Work request.
Copy the data that follows exactly, and include none of its images.

Supplied data.
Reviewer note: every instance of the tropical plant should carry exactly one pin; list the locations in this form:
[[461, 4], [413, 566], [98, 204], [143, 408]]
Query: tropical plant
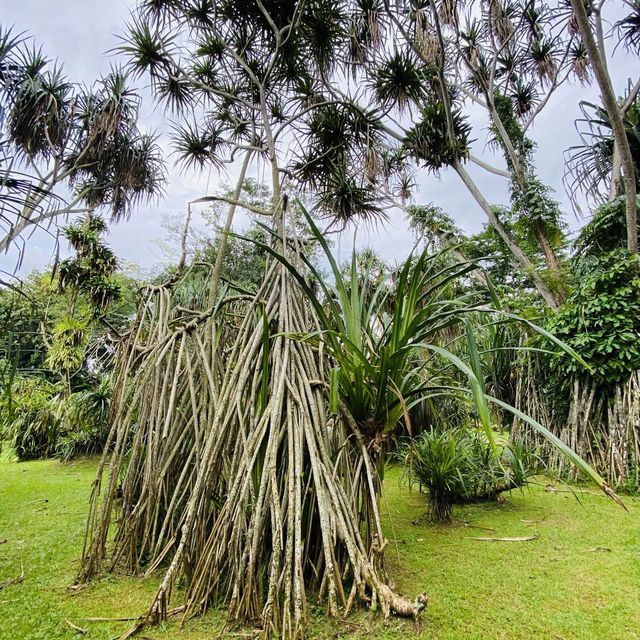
[[460, 465], [57, 137], [34, 429], [83, 423]]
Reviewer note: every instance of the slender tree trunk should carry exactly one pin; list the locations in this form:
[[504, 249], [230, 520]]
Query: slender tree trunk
[[224, 240], [551, 258], [513, 247], [615, 115]]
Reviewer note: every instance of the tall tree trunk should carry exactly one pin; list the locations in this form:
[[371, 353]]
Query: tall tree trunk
[[615, 115], [551, 258], [503, 232]]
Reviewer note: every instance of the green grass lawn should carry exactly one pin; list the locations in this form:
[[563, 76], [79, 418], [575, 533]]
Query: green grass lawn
[[579, 579]]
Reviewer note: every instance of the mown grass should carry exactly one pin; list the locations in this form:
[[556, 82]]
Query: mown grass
[[579, 579]]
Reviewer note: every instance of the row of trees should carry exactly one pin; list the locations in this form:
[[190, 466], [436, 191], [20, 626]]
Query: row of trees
[[249, 426]]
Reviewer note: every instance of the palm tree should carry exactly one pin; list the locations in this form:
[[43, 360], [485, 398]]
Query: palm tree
[[58, 138]]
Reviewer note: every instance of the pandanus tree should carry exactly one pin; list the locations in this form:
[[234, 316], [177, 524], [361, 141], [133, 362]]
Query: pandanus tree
[[232, 474], [420, 69], [65, 149], [227, 463]]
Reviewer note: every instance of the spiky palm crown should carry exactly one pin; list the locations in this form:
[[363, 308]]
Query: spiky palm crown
[[90, 272], [90, 135], [298, 58]]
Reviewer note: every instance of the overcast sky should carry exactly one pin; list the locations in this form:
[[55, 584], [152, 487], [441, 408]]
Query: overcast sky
[[80, 34]]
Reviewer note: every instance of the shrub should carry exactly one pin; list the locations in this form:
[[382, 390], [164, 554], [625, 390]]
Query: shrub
[[45, 422], [460, 465], [83, 427]]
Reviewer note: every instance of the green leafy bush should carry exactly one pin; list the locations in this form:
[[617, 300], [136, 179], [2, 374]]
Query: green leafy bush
[[45, 422], [34, 429], [460, 465], [83, 425], [601, 319]]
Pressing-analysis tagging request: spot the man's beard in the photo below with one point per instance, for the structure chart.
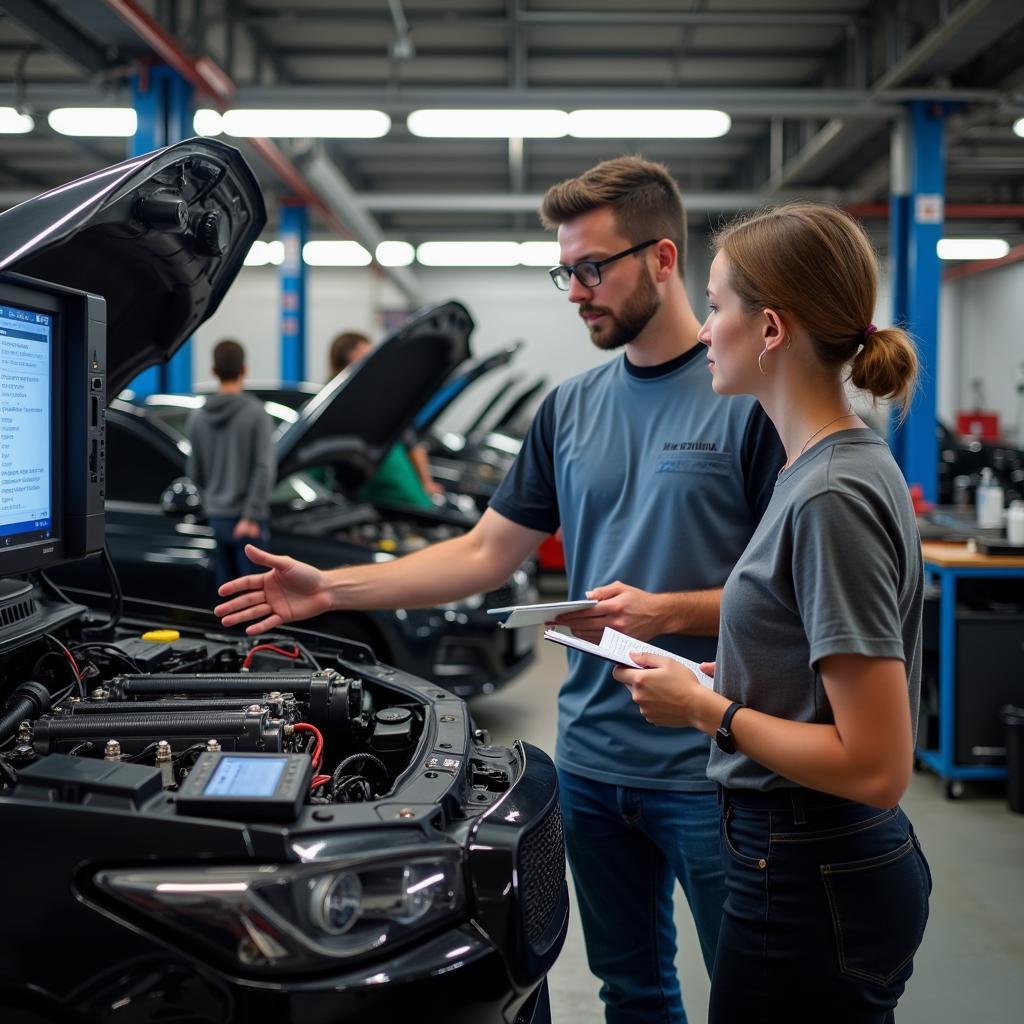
(635, 315)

Answer box.
Reviewer note: every instance of the tropical plant should carry exactly one pin; list the locations in this form:
[[461, 4], [413, 566], [98, 204], [143, 408]]
Query: tropical plant
[[460, 465], [57, 137], [34, 429], [83, 423]]
Reviewer note: every instance of the slender tree trunk should carry exactly one pin; list the locations in this form:
[[504, 249], [230, 520]]
Query: slender tree trunk
[[224, 240], [551, 258], [513, 247], [615, 115]]
Reviewer note: every instance of the tall tree trunk should carry exactly one pin; list the locations in this form:
[[371, 353]]
Query: tall tree trunk
[[615, 115], [551, 258], [503, 232]]
Reviewer note: every instance of the green grass lawn should carry exactly one pin; list the locations in this form:
[[563, 76], [79, 418], [575, 533]]
Query: green grass lawn
[[579, 579]]
Reviewer note: every instance of the mown grass should carry exactly one pin; list the locations in this form:
[[556, 82]]
Query: mown grass
[[579, 579]]
Reviewer note: every instance of the row of trees should carry exactly one pin; list the locations in this form:
[[190, 466], [436, 191], [20, 626]]
Query: row of trees
[[249, 426]]
Reviewer note: every instance of the palm tree should carry exactly one pin; list the locations in this form:
[[43, 360], [485, 398]]
Query: palm tree
[[58, 138]]
Reviewer note: every instance of the pandanus tree should carry exactly one pin; list the locations in this form:
[[234, 316], [177, 524], [361, 141], [133, 362]]
Query: pandanus tree
[[232, 474], [420, 69], [65, 149], [227, 463]]
Reviewer note: every instance of the spiky palm crown should carry exactly one pin; list the locations in this form:
[[363, 308]]
Query: spiky palm crown
[[90, 272], [90, 135], [298, 58]]
Reviewer note: every instance of the overcast sky should carry exactly one pin; list the locations in this form:
[[55, 584], [152, 487], [441, 408]]
Query: overcast sky
[[80, 34]]
Reviewer note: every instance of the shrub should carry exactly one pin; list the locations in this form:
[[382, 390], [164, 554], [625, 390]]
Query: shrub
[[45, 422], [460, 465], [83, 427]]
Reviewer note: every instance of the green leafy bush should carry exactly one pin; list the locations in this form:
[[617, 300], [136, 179], [2, 374]]
Query: green leafy bush
[[45, 422], [34, 429], [460, 465], [83, 425], [601, 319]]
Pressing-analysis tagging request: spot the man's beard in the photo below with one point per instance, for the structure chart.
(635, 315)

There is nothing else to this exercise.